### INSTRUCTIONS TO FOLLOW
Using the post on where bad performance starts, decide whether each statement below agrees with it. For each, answer yes or no and quote the deciding words. 1. The primary goal of a specification is to record how the requirements will be implemented. 2. Every added functionality uses some system resources. 3. With today's monitors, screen space taken by added functionality is no longer any concern.

### READING PASSAGE
__________________________________________________
Monday, March 26, 2007

Where bad performance starts

"My application is slow" - who haven't heard this very common complaint? Both from customers and developers (sic!) that created the application. No this won't be story how to diagnose what is slow and/or what to do to make it run faster. This will be a short story - how to try to not reach this complaint.

So where are the roots of bad performance? Many times the roots are very simple - allowing customer to promote and what's worse - accept bad requirements from customer. Bad and many times completely unnecessary requirements. The primary task of system analyst is of course to analyze, formalize, systematize and record customer requirements. But that should be done using sound criticism of initial requirements. And although the primary goal of specification is to record WHAT is needed and although specification should be implementation independent I'm sure that a really good system analyst has to keep in mind at least the vision HOW specified requirements will be implemented. Otherwise it is possible to result in a SRS describing business illogic instead of business logic (as was quite precisely named by a user in this thread).

Why illogical and unnecessary requirements are bad and should be thrown away instead of just implementing them - probably someone sometime would need them? There are at least following reasons to do that:
1) starting from requirements gathering through development and design until the testing and deployment development staff is wasting their time to implement them resulting in wasted man-hours and $$$,
2) every added functionality makes every application at least a little bit more harder to understand for customer and support which also results in wasted man-hours and $$$,
3) every added functionality needs some system resources either in CPU cycles, I/O calls or increased memory space. Everybody knows that resources are finite and so they simply are stolen from other users and useful functionality,
4) every added functionality usually takes some space on the screen. Of course it is not so critical today with common 17' and 19' monitors, but needless functionality many times can be as annoying as advertisements.
__________________________________________________
### ENTRIES PROVIDED
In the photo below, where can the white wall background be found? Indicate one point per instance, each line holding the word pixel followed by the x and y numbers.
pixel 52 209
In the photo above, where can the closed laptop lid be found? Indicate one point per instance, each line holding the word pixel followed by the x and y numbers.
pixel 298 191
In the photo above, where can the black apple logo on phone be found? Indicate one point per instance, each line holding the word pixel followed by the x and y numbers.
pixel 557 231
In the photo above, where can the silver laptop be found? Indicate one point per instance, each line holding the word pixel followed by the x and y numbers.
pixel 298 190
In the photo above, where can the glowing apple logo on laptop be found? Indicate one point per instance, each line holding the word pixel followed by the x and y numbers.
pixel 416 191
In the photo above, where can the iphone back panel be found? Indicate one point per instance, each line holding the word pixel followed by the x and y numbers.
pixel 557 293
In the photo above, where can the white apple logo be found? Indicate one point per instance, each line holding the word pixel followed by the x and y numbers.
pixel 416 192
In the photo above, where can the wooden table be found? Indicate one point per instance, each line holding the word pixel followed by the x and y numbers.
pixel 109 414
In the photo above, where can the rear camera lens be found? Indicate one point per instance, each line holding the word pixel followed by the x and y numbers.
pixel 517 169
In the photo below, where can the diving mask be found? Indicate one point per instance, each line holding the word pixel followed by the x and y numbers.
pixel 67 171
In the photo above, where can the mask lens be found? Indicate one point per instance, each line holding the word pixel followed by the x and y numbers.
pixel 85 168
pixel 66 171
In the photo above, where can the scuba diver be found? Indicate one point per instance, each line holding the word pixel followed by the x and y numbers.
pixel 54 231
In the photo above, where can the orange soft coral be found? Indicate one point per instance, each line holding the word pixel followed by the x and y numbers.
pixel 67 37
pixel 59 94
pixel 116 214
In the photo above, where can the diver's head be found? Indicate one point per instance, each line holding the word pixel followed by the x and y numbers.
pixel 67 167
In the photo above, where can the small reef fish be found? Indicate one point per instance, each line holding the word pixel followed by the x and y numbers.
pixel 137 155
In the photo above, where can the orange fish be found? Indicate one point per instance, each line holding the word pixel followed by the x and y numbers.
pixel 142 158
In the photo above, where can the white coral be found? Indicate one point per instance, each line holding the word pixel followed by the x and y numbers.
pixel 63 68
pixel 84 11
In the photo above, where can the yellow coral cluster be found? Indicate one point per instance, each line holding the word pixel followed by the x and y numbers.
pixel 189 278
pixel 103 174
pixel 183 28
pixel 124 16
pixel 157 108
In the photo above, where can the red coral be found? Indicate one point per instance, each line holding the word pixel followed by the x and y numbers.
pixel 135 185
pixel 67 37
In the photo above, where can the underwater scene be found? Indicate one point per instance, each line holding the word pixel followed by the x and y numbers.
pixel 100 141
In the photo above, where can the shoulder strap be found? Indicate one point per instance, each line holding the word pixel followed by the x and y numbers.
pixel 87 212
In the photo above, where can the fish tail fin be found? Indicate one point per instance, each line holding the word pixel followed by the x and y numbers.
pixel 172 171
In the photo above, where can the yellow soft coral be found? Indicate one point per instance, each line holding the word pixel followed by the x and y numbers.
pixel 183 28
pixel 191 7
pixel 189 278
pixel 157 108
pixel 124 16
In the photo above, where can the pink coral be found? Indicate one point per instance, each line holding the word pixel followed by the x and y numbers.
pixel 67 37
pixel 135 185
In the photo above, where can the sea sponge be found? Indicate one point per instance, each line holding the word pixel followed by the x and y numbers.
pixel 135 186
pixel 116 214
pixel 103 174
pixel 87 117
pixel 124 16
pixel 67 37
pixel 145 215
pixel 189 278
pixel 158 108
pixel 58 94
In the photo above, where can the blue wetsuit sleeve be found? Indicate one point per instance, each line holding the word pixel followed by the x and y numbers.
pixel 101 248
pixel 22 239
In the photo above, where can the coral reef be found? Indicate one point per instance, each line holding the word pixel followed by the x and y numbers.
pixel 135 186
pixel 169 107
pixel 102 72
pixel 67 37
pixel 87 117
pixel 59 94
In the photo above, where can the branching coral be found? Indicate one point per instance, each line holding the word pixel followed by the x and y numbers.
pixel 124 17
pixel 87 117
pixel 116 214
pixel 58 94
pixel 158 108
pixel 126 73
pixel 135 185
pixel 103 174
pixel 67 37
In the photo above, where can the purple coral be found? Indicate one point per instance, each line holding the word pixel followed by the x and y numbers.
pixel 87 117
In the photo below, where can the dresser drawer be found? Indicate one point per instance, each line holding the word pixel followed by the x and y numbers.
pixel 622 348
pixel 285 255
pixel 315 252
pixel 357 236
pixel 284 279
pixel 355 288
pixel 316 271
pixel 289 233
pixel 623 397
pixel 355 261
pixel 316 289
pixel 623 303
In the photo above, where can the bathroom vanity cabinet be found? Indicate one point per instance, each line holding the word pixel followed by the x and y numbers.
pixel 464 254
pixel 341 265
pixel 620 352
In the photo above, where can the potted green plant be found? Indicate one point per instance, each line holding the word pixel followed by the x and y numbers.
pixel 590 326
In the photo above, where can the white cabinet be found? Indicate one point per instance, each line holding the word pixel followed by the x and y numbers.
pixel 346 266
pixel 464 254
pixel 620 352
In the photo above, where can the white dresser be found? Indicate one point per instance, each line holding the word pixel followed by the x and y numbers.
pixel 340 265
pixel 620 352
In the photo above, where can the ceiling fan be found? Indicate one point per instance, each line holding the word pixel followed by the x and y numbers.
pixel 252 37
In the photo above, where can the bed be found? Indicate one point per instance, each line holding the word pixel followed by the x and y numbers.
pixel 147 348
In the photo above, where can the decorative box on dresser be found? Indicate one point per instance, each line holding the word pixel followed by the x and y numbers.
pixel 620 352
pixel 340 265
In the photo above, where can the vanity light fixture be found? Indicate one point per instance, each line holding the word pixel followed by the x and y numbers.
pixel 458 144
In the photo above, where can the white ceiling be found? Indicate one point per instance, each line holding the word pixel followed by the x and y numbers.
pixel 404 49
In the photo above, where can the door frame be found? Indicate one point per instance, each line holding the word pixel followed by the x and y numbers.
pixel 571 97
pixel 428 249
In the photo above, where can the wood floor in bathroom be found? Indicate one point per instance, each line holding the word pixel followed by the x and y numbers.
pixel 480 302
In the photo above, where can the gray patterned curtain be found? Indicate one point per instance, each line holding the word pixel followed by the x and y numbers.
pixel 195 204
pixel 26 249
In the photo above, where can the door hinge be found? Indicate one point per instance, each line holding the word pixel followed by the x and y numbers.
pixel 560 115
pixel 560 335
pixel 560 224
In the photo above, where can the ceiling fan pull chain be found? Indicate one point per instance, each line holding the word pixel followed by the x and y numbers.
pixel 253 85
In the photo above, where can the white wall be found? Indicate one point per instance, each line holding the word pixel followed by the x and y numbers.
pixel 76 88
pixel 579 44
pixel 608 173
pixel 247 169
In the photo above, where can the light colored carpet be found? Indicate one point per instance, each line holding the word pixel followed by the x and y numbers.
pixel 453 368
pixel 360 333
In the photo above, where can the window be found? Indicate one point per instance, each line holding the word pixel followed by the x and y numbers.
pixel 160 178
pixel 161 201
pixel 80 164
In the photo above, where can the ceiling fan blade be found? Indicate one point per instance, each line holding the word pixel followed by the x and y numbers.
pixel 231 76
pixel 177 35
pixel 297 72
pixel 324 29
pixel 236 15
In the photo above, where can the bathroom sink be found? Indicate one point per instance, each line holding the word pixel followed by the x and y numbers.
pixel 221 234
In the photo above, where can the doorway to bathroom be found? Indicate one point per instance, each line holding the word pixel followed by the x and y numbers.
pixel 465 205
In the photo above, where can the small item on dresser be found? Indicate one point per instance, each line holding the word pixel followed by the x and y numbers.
__________________________________________________
### WRITTEN RESPONSE
1. No: "the primary goal of specification is to record WHAT is needed"
2. Yes: "every added functionality needs some system resources either in CPU cycles, I/O calls or increased memory space"
3. No: "it is not so critical today with common 17' and 19' monitors, but needless functionality many times can be as annoying as advertisements"